** Opening Data block **

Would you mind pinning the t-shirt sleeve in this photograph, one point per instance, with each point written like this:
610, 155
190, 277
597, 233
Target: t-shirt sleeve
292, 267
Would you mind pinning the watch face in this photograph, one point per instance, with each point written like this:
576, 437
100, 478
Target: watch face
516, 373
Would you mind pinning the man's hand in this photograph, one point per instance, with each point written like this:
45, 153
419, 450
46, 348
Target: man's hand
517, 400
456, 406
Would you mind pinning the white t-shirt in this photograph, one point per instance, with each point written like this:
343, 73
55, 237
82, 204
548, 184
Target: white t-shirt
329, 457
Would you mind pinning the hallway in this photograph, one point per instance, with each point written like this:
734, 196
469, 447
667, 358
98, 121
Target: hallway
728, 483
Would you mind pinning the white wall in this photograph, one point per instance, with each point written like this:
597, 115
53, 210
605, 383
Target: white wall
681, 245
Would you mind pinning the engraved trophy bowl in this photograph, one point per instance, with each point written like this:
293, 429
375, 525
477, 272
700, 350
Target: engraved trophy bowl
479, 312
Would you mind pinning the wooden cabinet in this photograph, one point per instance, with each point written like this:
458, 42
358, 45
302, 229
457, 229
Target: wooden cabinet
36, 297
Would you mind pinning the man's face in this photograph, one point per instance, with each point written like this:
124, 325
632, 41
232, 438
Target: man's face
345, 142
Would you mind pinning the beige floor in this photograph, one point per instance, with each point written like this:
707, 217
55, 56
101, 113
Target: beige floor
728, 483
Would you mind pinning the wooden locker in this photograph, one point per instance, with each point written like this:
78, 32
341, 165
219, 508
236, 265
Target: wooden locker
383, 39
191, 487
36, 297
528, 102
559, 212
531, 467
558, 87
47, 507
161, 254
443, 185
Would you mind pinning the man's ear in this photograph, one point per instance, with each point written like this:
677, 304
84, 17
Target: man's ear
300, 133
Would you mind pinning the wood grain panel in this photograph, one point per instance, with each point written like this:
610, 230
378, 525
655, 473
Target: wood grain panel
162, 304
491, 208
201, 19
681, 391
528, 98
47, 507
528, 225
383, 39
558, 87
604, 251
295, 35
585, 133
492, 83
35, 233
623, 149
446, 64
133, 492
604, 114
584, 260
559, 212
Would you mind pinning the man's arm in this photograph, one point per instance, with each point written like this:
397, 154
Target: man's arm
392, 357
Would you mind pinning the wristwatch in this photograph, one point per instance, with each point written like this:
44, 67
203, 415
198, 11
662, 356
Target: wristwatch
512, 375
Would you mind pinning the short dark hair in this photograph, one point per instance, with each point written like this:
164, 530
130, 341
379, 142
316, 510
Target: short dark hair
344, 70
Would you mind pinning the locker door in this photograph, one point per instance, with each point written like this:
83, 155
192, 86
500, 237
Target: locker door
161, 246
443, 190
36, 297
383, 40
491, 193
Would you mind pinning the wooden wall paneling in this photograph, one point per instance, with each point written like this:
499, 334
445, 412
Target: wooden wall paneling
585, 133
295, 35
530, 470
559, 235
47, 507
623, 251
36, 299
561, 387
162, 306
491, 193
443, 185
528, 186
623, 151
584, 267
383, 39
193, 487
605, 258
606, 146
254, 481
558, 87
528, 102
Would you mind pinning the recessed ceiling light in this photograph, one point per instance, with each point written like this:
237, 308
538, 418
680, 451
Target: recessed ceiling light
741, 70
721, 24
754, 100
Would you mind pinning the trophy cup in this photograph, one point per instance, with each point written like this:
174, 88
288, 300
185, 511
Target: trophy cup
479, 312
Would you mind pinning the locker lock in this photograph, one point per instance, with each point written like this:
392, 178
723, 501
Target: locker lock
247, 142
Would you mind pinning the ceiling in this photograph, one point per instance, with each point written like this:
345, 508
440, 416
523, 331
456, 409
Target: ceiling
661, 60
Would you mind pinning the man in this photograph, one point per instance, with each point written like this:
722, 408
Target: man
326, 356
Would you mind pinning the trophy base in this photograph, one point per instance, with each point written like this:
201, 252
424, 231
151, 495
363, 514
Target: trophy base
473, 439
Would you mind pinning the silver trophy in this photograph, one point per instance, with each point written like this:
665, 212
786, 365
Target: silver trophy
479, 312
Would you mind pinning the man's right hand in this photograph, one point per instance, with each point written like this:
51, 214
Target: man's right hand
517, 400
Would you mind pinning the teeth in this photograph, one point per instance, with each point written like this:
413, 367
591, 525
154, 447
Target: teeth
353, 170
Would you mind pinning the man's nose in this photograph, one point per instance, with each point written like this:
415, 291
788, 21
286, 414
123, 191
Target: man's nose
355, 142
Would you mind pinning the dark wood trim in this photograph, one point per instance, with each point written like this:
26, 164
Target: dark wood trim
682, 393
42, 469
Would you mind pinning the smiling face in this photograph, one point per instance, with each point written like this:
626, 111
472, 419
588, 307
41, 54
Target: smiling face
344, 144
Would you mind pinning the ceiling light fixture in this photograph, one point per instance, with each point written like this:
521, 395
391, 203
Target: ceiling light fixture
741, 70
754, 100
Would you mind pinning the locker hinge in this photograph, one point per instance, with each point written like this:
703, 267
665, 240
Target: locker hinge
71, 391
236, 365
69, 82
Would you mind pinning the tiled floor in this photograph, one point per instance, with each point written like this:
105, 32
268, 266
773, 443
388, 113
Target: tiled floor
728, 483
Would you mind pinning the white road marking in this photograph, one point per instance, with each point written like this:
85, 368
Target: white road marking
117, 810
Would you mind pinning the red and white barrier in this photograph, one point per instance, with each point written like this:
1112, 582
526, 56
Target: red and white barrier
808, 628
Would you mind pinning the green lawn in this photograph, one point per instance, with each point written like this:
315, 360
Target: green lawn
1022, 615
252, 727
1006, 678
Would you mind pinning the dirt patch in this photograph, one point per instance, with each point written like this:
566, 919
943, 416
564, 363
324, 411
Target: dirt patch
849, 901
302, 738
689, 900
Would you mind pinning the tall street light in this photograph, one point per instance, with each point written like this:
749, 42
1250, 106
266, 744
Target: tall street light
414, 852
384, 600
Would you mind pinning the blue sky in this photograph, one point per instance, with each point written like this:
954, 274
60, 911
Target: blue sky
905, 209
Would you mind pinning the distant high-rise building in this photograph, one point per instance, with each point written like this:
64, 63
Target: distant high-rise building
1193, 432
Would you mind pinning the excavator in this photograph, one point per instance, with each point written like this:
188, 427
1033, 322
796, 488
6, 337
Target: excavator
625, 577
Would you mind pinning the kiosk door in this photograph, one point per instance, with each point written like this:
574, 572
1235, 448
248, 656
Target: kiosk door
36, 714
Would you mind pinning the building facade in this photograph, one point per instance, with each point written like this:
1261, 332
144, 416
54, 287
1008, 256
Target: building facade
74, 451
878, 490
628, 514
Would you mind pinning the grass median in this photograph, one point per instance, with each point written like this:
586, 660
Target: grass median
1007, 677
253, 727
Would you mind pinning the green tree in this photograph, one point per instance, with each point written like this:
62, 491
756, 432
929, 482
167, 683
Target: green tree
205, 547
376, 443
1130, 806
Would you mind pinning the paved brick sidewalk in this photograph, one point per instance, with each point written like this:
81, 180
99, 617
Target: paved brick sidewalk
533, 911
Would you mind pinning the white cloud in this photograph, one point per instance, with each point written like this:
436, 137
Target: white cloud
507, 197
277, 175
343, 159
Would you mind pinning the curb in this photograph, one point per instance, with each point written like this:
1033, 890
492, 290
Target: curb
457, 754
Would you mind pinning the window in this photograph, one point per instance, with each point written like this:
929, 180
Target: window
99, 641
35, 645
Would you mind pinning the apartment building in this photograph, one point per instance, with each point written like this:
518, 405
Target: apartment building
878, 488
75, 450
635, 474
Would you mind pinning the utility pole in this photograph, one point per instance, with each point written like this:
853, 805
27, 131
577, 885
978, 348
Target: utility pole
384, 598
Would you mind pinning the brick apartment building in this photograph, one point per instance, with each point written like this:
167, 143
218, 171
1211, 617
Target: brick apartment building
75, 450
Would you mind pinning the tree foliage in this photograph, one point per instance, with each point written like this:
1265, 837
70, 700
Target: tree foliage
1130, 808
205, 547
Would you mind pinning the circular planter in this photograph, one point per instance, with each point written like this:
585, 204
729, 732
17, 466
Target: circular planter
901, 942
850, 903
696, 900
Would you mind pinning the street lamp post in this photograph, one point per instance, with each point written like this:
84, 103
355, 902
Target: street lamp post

** Closing Data block **

▶ _Action item_
In the material above, find the line with "Target: curb"; then copy it and every line after it, exactly, through the end.

▶ _Answer area_
Target: curb
457, 754
Would you mind pinning the window in this photograph, one point per instance, with each point written like this:
929, 180
Target: window
99, 641
35, 645
Would you mind pinning the apartment building in this photograph, one point per instance, with each point written like this:
518, 405
Target: apartment building
878, 488
75, 450
635, 474
Would you mind pinning the utility pole in this photograph, one point per instance, with each point written like this:
853, 805
27, 131
577, 885
978, 348
Target: utility pole
384, 598
Would you mind pinning the brick apartment building in this photograph, one point per instance, with each point written like this:
167, 143
218, 171
1211, 617
Target: brick apartment building
75, 450
Would you mind pinning the tree foliage in this photograph, one point per instance, with each point written like this:
1265, 837
70, 700
Target: tree foliage
1130, 808
205, 547
Would you mind pinning the circular planter in this photograph, one point per instance, with each point written like this:
585, 204
729, 732
17, 466
Target: circular planter
901, 942
850, 903
696, 900
Would you mind pinning the street lamp post in this photograph, one point per instance, with each point written like this:
84, 103
355, 902
Target: street lamp post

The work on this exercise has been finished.